PROBLEM STATEMENT — Quote word for word from the line holding "Expected behaviour: place a point on each instance of the window" to the last line below, including both, and omit any pictures.

* * *

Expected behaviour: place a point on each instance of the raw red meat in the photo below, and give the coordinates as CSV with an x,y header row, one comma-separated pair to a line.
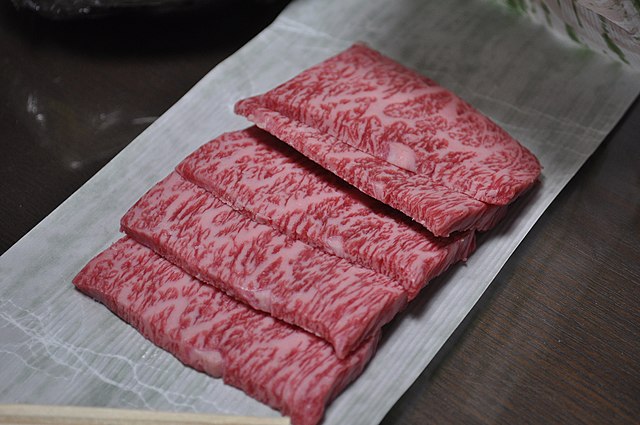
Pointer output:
x,y
440,210
379,107
260,266
278,364
254,172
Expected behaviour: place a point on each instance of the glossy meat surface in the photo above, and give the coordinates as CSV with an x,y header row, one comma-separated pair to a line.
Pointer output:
x,y
278,364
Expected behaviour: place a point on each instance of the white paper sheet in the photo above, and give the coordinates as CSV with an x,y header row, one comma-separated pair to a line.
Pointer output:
x,y
58,346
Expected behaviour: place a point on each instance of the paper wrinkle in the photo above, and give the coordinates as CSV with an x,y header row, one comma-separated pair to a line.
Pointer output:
x,y
57,345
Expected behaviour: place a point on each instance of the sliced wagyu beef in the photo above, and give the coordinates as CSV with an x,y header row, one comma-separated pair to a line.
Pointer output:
x,y
254,172
382,127
324,294
276,363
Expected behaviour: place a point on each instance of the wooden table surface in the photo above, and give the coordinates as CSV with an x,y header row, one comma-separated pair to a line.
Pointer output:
x,y
555,339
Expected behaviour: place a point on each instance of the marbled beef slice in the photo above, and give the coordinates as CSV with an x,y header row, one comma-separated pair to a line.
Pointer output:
x,y
277,364
254,172
260,266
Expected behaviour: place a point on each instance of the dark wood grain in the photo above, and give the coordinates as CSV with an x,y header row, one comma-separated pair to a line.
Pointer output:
x,y
556,338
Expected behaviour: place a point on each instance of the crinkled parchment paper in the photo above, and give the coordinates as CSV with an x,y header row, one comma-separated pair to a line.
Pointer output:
x,y
58,346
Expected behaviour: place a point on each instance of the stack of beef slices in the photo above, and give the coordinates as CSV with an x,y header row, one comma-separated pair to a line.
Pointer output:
x,y
272,256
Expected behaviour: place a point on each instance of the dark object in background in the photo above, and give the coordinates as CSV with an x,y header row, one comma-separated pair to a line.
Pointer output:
x,y
75,9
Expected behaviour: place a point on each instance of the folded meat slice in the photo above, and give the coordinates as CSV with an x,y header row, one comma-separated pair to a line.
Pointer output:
x,y
262,267
277,364
376,106
254,172
440,210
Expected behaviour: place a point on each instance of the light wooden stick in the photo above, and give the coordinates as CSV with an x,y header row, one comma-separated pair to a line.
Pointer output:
x,y
28,414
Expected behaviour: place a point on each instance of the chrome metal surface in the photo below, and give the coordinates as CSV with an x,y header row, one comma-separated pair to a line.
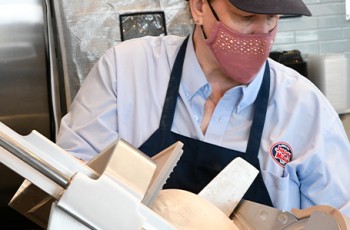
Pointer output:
x,y
24,87
24,95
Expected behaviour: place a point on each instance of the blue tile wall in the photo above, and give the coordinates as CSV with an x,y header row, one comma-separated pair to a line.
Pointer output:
x,y
326,31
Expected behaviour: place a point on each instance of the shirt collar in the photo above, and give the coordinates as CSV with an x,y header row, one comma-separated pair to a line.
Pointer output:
x,y
250,91
193,78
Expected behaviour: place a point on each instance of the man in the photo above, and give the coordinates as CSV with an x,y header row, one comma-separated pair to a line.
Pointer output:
x,y
219,94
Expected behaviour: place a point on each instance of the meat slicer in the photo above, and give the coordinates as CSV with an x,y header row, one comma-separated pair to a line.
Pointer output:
x,y
116,189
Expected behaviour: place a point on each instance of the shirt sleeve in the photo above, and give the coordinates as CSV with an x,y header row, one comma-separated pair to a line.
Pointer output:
x,y
325,179
91,124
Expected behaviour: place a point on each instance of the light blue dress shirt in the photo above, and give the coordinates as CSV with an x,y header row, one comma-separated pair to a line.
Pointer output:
x,y
123,96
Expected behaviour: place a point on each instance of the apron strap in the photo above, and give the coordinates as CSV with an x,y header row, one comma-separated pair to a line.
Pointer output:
x,y
259,117
168,112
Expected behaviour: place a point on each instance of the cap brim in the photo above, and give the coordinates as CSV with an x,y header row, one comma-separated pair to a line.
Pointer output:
x,y
284,7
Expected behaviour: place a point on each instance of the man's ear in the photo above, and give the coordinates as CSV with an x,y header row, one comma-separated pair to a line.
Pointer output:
x,y
196,7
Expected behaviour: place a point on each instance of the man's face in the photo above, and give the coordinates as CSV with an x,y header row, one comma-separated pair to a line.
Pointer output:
x,y
239,21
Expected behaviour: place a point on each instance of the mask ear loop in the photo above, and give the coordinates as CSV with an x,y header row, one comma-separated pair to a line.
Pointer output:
x,y
215,15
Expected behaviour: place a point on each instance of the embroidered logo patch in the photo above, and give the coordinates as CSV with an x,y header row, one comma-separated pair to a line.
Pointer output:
x,y
281,153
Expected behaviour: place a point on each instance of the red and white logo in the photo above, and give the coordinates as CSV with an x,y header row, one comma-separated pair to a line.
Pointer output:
x,y
282,153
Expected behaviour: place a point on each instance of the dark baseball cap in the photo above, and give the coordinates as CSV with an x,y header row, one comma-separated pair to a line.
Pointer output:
x,y
284,7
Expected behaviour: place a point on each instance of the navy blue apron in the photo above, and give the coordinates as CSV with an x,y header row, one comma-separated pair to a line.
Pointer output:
x,y
201,161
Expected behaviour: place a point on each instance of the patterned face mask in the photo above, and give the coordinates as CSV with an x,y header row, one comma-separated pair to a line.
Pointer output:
x,y
239,55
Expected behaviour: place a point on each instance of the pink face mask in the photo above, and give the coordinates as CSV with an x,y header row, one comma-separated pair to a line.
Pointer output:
x,y
240,55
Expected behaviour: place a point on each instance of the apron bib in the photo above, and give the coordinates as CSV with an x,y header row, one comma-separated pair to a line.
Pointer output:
x,y
201,161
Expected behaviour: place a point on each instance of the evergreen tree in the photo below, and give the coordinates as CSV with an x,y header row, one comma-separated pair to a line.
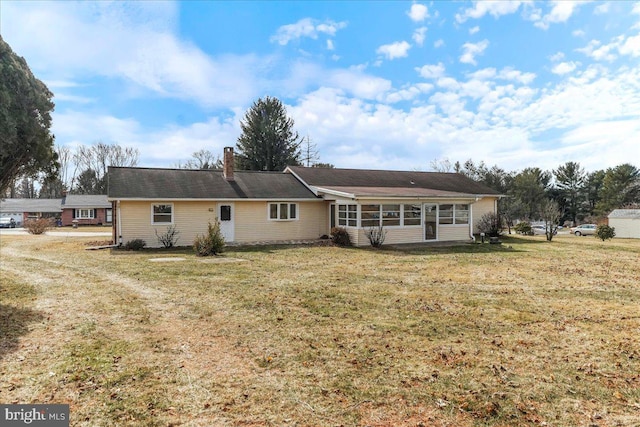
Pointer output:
x,y
570,181
268,141
25,119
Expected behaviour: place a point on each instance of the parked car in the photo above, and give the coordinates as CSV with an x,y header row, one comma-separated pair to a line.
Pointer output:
x,y
7,223
584,230
540,229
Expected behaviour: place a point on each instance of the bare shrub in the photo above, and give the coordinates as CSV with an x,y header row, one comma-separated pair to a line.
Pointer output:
x,y
169,238
211,243
340,236
38,226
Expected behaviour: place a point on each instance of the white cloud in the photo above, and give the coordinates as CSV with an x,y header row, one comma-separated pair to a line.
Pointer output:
x,y
419,35
306,27
134,42
431,71
394,50
471,50
560,12
564,68
494,8
601,9
418,12
557,56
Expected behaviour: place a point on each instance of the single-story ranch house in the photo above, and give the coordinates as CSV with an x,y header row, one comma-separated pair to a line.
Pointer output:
x,y
81,209
296,204
85,209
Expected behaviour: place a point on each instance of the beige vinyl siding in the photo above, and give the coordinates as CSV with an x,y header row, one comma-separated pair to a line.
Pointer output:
x,y
395,235
190,219
448,233
626,228
252,222
480,208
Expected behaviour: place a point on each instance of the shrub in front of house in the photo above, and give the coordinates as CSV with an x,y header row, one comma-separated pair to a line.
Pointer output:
x,y
169,238
38,226
524,227
340,236
211,243
604,232
135,245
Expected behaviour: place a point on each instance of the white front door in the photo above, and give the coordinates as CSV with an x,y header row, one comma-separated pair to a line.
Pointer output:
x,y
430,215
225,216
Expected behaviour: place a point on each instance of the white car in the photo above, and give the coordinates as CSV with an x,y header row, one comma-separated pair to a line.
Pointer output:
x,y
584,230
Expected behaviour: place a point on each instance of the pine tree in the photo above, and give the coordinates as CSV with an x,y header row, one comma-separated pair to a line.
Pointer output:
x,y
268,141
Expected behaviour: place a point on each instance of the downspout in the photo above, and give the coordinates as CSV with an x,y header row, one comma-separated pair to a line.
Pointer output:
x,y
473,238
119,223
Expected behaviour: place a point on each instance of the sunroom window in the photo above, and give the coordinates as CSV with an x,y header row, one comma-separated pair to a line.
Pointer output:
x,y
283,211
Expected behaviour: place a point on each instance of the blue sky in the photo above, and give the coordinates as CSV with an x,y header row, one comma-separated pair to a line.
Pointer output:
x,y
379,85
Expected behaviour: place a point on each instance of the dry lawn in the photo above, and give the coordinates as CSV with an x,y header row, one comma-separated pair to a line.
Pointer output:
x,y
525,334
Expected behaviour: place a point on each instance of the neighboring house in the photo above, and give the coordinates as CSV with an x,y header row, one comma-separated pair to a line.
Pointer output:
x,y
626,223
297,204
86,209
23,209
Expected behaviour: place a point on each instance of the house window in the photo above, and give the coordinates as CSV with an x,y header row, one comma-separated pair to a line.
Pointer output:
x,y
84,214
461,213
283,211
162,214
412,214
390,215
454,214
348,215
369,215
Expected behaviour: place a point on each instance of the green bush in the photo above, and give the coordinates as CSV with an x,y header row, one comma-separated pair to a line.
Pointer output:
x,y
523,228
135,245
490,224
340,236
604,232
169,238
38,226
211,243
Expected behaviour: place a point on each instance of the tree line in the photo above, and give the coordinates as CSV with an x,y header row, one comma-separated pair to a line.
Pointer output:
x,y
579,196
31,165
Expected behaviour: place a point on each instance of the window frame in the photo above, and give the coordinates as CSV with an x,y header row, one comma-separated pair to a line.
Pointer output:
x,y
153,214
350,211
411,210
458,216
283,211
78,213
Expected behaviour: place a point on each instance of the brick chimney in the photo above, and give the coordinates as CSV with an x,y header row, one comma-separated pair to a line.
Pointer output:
x,y
227,169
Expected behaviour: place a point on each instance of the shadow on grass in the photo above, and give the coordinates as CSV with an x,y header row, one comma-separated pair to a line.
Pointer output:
x,y
14,323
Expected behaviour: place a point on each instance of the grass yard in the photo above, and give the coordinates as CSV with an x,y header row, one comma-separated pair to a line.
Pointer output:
x,y
529,333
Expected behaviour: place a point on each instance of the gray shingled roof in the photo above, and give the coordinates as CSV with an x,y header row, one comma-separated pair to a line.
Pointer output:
x,y
625,213
30,205
85,201
446,182
148,183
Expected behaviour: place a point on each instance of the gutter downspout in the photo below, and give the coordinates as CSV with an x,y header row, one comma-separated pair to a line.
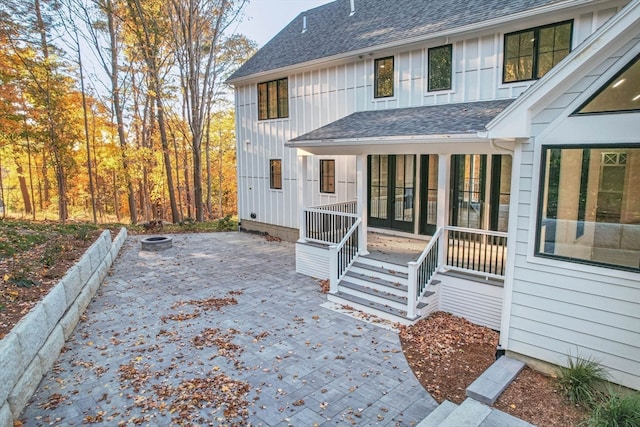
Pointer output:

* * *

FULL ANSWER —
Expected behaviour: place a point on each instance of the window frame in the photo above, and give the coordinates as CSV with an x,y header row, one comma-separated pair to a line.
Pointer output:
x,y
153,214
350,211
411,210
458,216
283,211
78,213
Expected behaviour: place a point on each instance of the brick chimney in the photo above, and give the coordinates as CSV with an x,y header row, one comma-separated pair to a line.
Pointer output:
x,y
227,169
Expected behaviour: place a point on each instance of the shadow on grass in the photo above, and give the coordinates as CSV with an x,y header row, one comma-separated pair to a line.
Pointer output:
x,y
14,323
Expected behaviour: place a point on each instance of the grass yard in the photo above, and give the coordinates as CSV with an x,y header row, one comma-separated pair to a line.
Pointer output:
x,y
529,333
Expected behaviour: place a point on each instance of the gray shingled roof in the photo above, and give the coordinates as CSV with an x,y header row, one comma-separated pair to a line.
Pointer output:
x,y
625,213
30,205
85,201
446,182
148,183
Expected behaviour: place a point on each instance of the gutter downspout in the photo below, and give the coordinates as CSV with an x,y header row, one comma-separated pair to a line.
Pointer output:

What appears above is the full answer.